Проверка была начата 14 мая, начали проверку с 5-го курса. За три дня было проверено 600 человек. Вначале было намечено к исключению 28 человек, но после детального рассмотрения исключено окончательно 6 человек: ЛЕВИТАН — сидит арестованным в ГПУ за спекуляцию кокаином; ШАПИРО — владелец мукомольной фабрики и сидел несколько раз в ГПУ за спекуляцию; РАБИНОВИЧ — не сдал много зачетов, крупный нэпман, торговец бриллиантами; БЛАГОВ — сын белогвардейца, отец издает белогвардейский журнал, бывший адъютант Деникина; ЯКОБСОН — крупный спекулянт*.

На этом документе есть резолюция: «т. Ягоде. К сведению. Ф.Дзержинский».

= Об упражнении =
Перепишите из отрывка о проверке кусок от слов «Проверка была начата» до слов «ЯКОБСОН — крупный спекулянт*.» слово в слово.

[Записи из коллекции]

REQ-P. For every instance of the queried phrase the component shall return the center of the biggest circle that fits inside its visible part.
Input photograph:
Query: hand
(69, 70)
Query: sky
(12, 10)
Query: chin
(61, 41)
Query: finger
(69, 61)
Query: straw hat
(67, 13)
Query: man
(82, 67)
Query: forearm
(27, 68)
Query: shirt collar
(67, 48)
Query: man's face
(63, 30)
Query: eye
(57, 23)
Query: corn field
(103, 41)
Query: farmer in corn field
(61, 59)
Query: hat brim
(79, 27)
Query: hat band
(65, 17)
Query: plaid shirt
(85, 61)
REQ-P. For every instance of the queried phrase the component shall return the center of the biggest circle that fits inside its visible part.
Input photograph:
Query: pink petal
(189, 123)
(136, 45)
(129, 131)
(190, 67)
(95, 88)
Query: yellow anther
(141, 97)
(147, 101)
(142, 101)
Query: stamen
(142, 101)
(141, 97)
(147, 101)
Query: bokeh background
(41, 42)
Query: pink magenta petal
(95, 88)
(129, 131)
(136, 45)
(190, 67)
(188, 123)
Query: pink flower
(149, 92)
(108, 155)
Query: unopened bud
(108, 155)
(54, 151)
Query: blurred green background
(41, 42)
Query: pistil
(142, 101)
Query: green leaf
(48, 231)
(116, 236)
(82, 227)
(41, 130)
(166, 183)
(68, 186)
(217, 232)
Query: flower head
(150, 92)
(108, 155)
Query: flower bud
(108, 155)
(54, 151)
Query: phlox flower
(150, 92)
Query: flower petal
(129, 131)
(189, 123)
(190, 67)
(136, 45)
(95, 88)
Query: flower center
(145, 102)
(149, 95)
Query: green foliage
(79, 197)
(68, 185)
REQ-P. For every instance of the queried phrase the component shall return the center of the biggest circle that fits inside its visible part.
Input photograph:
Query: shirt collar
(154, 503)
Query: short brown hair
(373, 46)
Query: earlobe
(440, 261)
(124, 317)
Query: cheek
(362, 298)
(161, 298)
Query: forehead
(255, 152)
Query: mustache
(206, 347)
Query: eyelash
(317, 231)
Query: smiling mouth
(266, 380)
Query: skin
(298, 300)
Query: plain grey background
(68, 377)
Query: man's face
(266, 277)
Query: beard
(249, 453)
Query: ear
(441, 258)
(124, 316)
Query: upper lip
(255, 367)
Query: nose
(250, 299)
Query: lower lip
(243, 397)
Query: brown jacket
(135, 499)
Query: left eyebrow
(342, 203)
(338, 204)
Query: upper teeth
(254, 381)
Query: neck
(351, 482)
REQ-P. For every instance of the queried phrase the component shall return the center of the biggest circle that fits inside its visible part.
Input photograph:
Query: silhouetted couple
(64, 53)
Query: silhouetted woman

= Ваше решение =
Проверка была начата 14 мая, начали проверку с 5-го курса. За три дня было проверено 600 человек. Вначале было намечено к исключению 28 человек, но после детального рассмотрения исключено окончательно 6 человек: ЛЕВИТАН — сидит арестованным в ГПУ за спекуляцию кокаином; ШАПИРО — владелец мукомольной фабрики и сидел несколько раз в ГПУ за спекуляцию; РАБИНОВИЧ — не сдал много зачетов, крупный нэпман, торговец бриллиантами; БЛАГОВ — сын белогвардейца, отец издает белогвардейский журнал, бывший адъютант Деникина; ЯКОБСОН — крупный спекулянт*.